What is required: Convert the lines from the one containing "cable car cabin." through the end of the rows below into a Markdown table with the columns Index and Line. Give each line a number and leave out any blank lines.

━━━━━━━━━━━━━━━━━━━━━━━━━━━━━━

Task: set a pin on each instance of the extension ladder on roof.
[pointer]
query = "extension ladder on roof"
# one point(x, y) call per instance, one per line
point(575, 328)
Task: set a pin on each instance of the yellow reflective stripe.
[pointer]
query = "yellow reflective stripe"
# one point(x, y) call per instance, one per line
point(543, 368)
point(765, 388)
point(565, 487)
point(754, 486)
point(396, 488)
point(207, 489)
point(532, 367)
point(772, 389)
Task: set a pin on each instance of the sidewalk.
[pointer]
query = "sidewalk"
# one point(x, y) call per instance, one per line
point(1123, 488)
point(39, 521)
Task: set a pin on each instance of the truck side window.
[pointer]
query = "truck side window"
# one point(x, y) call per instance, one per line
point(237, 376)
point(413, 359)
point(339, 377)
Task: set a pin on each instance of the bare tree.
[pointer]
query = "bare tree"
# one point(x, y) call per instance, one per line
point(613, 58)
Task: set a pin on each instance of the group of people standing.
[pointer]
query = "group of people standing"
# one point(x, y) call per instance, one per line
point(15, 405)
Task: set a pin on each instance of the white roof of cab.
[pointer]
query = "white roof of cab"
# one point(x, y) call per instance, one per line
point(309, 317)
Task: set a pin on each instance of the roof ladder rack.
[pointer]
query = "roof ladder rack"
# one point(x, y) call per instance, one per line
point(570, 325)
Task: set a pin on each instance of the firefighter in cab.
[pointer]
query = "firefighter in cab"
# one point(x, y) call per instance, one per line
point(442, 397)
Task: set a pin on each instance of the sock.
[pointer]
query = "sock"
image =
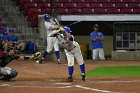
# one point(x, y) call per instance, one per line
point(70, 69)
point(45, 54)
point(57, 54)
point(82, 67)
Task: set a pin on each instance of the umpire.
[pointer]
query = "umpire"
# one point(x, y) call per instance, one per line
point(97, 43)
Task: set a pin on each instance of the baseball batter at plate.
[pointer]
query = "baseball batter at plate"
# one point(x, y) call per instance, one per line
point(52, 42)
point(72, 50)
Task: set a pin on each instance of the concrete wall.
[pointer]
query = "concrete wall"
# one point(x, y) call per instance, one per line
point(108, 43)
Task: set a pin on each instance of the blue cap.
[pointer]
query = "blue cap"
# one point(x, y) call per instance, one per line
point(47, 16)
point(11, 30)
point(95, 26)
point(67, 29)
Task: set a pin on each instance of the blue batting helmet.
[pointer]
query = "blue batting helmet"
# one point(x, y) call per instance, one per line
point(67, 29)
point(95, 26)
point(47, 16)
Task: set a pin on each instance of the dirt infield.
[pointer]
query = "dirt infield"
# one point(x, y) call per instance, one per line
point(50, 77)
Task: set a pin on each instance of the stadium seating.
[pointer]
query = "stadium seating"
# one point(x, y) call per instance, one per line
point(77, 7)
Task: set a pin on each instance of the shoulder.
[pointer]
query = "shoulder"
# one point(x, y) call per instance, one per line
point(71, 38)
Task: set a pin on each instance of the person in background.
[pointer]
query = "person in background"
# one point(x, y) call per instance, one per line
point(97, 43)
point(12, 40)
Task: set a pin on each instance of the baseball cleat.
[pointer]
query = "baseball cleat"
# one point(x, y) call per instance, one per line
point(84, 77)
point(70, 79)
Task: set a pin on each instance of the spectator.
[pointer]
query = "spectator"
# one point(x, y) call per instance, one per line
point(12, 39)
point(97, 43)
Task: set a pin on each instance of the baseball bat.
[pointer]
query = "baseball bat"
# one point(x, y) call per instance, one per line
point(57, 22)
point(73, 23)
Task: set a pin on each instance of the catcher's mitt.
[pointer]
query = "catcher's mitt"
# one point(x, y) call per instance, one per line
point(36, 56)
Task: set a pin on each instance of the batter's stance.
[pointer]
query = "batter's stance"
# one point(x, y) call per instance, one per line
point(72, 50)
point(52, 42)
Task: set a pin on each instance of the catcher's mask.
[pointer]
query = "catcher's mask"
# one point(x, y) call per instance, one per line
point(37, 55)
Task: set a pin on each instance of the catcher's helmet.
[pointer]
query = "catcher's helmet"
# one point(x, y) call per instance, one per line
point(47, 16)
point(37, 55)
point(67, 29)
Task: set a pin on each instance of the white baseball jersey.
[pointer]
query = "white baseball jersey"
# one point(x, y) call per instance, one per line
point(52, 42)
point(74, 52)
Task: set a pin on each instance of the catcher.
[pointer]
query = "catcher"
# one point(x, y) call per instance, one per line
point(7, 73)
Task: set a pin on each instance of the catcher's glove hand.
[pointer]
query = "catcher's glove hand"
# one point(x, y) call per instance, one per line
point(36, 56)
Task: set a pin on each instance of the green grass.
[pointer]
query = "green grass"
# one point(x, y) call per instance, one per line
point(132, 71)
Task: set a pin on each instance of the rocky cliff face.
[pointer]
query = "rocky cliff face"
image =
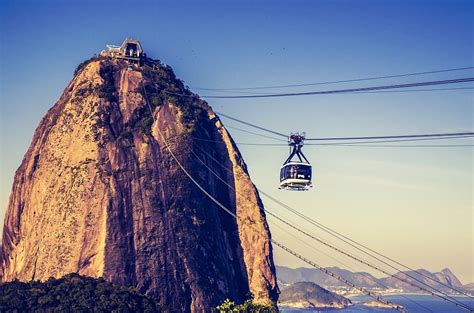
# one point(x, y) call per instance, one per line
point(99, 194)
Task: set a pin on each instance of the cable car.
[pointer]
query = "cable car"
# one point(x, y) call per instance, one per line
point(296, 175)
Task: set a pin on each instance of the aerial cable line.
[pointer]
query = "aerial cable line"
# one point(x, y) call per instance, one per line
point(366, 275)
point(339, 81)
point(373, 143)
point(369, 293)
point(335, 91)
point(440, 135)
point(414, 90)
point(253, 133)
point(351, 138)
point(299, 256)
point(439, 293)
point(380, 91)
point(332, 232)
point(253, 125)
point(356, 244)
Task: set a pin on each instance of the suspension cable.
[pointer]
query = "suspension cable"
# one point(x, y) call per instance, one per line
point(281, 220)
point(302, 258)
point(339, 81)
point(335, 91)
point(453, 300)
point(432, 135)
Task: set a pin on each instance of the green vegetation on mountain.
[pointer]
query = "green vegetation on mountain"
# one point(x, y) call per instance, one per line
point(73, 293)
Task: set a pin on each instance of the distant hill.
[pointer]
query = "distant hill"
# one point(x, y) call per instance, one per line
point(291, 275)
point(469, 287)
point(445, 276)
point(308, 295)
point(73, 293)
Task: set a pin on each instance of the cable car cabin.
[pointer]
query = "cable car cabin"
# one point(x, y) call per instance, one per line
point(295, 176)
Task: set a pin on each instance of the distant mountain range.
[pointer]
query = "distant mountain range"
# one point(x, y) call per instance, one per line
point(291, 275)
point(308, 295)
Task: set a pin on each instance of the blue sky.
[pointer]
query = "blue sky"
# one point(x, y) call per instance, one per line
point(414, 204)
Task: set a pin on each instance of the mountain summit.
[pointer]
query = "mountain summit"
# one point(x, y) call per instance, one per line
point(98, 193)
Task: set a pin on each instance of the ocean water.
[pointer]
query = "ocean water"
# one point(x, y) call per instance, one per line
point(429, 303)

━━━━━━━━━━━━━━━━━━━━━━━━━━━━━━

Solution:
| Index | Line |
|---|---|
| 1 | Task: set a pin on each instance of the cable car cabin. |
| 2 | [pointer] |
| 3 | query = "cable car cabin" |
| 4 | # one point(x, y) call per instance, one per line |
| 5 | point(295, 176) |
| 6 | Task: set a pin on each instance of the distant mountain range. |
| 7 | [pointer] |
| 8 | query = "distant mountain range" |
| 9 | # one point(x, y) call per instance, one per line |
| 10 | point(291, 275) |
| 11 | point(308, 295) |
| 12 | Task: set a pin on each instance of the blue sky. |
| 13 | [pointer] |
| 14 | query = "blue sky" |
| 15 | # one point(x, y) call per instance, one per line |
| 16 | point(414, 204) |
| 17 | Task: set a pin on each instance of the mountain summit. |
| 18 | [pointer] |
| 19 | query = "mountain summit" |
| 20 | # one point(x, y) call per instance, one per line |
| 21 | point(98, 193) |
| 22 | Task: set a pin on each instance of the ocean water. |
| 23 | [pointer] |
| 24 | query = "ocean water" |
| 25 | # one point(x, y) call per instance, one per line |
| 26 | point(429, 303) |